ASSIGNMENT = Find every line containing "jacket" in the records below and report the tally as a bare number.

TASK MATERIAL =

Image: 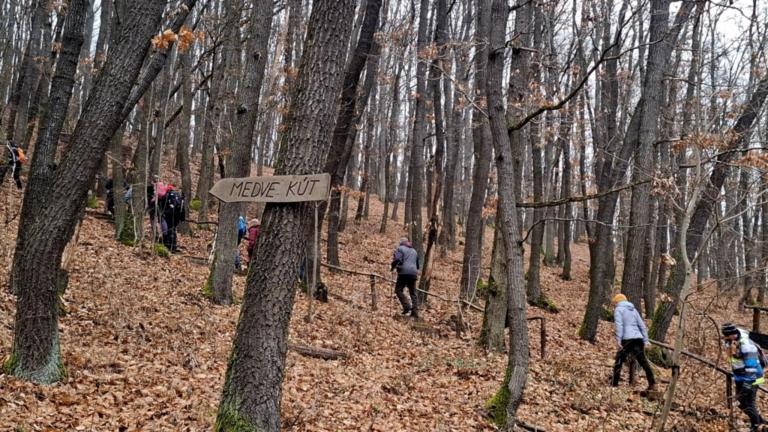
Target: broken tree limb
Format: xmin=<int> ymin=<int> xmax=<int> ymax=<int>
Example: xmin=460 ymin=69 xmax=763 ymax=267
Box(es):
xmin=288 ymin=343 xmax=348 ymax=360
xmin=515 ymin=179 xmax=651 ymax=209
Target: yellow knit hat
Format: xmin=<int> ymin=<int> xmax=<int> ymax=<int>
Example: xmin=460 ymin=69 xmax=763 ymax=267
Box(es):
xmin=612 ymin=294 xmax=627 ymax=305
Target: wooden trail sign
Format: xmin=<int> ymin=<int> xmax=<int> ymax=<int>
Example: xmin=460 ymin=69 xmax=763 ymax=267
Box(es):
xmin=209 ymin=173 xmax=331 ymax=203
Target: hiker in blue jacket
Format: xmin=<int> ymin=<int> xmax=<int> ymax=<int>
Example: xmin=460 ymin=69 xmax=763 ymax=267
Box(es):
xmin=611 ymin=294 xmax=656 ymax=391
xmin=723 ymin=323 xmax=767 ymax=431
xmin=391 ymin=237 xmax=420 ymax=318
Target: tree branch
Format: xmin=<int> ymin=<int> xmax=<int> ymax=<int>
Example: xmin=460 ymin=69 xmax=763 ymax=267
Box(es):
xmin=516 ymin=179 xmax=652 ymax=209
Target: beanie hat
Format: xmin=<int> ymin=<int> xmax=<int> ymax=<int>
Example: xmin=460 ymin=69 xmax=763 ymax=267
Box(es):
xmin=611 ymin=294 xmax=627 ymax=305
xmin=399 ymin=237 xmax=409 ymax=246
xmin=721 ymin=322 xmax=739 ymax=337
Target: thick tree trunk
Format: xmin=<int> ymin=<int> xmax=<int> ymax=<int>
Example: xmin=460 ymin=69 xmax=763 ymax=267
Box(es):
xmin=12 ymin=0 xmax=87 ymax=286
xmin=620 ymin=0 xmax=674 ymax=307
xmin=89 ymin=0 xmax=113 ymax=198
xmin=487 ymin=0 xmax=528 ymax=426
xmin=7 ymin=0 xmax=182 ymax=384
xmin=214 ymin=1 xmax=355 ymax=428
xmin=209 ymin=0 xmax=272 ymax=306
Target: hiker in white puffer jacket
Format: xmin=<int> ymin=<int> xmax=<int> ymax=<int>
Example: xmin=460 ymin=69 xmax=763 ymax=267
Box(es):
xmin=611 ymin=294 xmax=655 ymax=391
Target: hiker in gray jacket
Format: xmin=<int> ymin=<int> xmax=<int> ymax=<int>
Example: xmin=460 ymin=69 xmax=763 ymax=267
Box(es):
xmin=611 ymin=294 xmax=656 ymax=391
xmin=391 ymin=237 xmax=420 ymax=318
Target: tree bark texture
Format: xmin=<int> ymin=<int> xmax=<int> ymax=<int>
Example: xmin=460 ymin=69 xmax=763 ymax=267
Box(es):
xmin=6 ymin=0 xmax=178 ymax=384
xmin=214 ymin=1 xmax=355 ymax=429
xmin=487 ymin=0 xmax=528 ymax=425
xmin=620 ymin=0 xmax=673 ymax=307
xmin=323 ymin=0 xmax=383 ymax=267
xmin=209 ymin=0 xmax=272 ymax=306
xmin=459 ymin=0 xmax=493 ymax=303
xmin=407 ymin=0 xmax=430 ymax=258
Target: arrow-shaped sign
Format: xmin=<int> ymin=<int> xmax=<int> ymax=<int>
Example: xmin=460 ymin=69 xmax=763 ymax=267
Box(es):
xmin=209 ymin=173 xmax=331 ymax=203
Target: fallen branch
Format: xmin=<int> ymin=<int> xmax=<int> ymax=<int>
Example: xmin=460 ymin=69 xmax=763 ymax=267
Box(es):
xmin=288 ymin=343 xmax=348 ymax=360
xmin=514 ymin=419 xmax=548 ymax=432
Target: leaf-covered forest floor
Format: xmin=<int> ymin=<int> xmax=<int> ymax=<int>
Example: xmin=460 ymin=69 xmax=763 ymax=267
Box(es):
xmin=0 ymin=179 xmax=761 ymax=431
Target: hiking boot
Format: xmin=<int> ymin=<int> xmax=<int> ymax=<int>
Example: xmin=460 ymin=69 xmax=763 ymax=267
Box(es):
xmin=401 ymin=307 xmax=412 ymax=316
xmin=410 ymin=310 xmax=419 ymax=319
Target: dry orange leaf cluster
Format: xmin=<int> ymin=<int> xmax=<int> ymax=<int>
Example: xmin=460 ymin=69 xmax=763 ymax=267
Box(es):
xmin=151 ymin=29 xmax=179 ymax=51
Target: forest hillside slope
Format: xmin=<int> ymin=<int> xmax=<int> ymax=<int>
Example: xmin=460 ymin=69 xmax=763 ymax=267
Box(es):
xmin=0 ymin=191 xmax=758 ymax=431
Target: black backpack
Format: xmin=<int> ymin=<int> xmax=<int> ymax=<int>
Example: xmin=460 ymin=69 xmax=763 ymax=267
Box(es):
xmin=163 ymin=190 xmax=185 ymax=223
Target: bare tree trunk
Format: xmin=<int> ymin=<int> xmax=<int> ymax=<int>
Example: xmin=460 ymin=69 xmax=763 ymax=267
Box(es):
xmin=355 ymin=100 xmax=375 ymax=223
xmin=112 ymin=124 xmax=128 ymax=240
xmin=620 ymin=0 xmax=676 ymax=307
xmin=380 ymin=65 xmax=401 ymax=234
xmin=323 ymin=0 xmax=383 ymax=268
xmin=459 ymin=0 xmax=493 ymax=303
xmin=196 ymin=57 xmax=224 ymax=223
xmin=209 ymin=0 xmax=272 ymax=306
xmin=7 ymin=0 xmax=186 ymax=384
xmin=439 ymin=27 xmax=468 ymax=250
xmin=479 ymin=224 xmax=507 ymax=352
xmin=214 ymin=0 xmax=355 ymax=428
xmin=581 ymin=0 xmax=694 ymax=341
xmin=4 ymin=0 xmax=48 ymax=145
xmin=176 ymin=22 xmax=194 ymax=237
xmin=525 ymin=3 xmax=545 ymax=304
xmin=407 ymin=0 xmax=430 ymax=259
xmin=486 ymin=0 xmax=528 ymax=426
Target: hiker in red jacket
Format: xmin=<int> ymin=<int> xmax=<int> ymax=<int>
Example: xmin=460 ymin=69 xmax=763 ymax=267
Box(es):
xmin=246 ymin=218 xmax=260 ymax=263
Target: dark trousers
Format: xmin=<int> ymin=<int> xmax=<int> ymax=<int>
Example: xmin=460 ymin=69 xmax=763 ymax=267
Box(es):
xmin=12 ymin=163 xmax=21 ymax=189
xmin=163 ymin=224 xmax=178 ymax=251
xmin=395 ymin=274 xmax=418 ymax=312
xmin=612 ymin=338 xmax=655 ymax=387
xmin=736 ymin=381 xmax=764 ymax=429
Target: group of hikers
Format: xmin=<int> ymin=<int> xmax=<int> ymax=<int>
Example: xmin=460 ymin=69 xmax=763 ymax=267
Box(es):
xmin=611 ymin=294 xmax=768 ymax=431
xmin=105 ymin=176 xmax=263 ymax=267
xmin=235 ymin=215 xmax=260 ymax=270
xmin=104 ymin=176 xmax=185 ymax=252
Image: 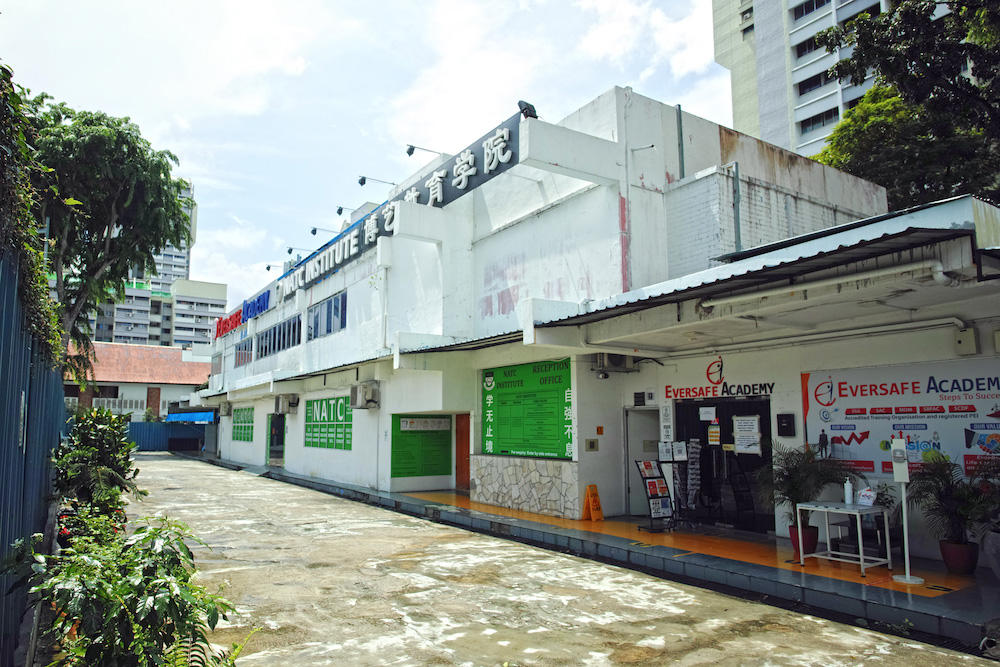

RESULT BELOW = 4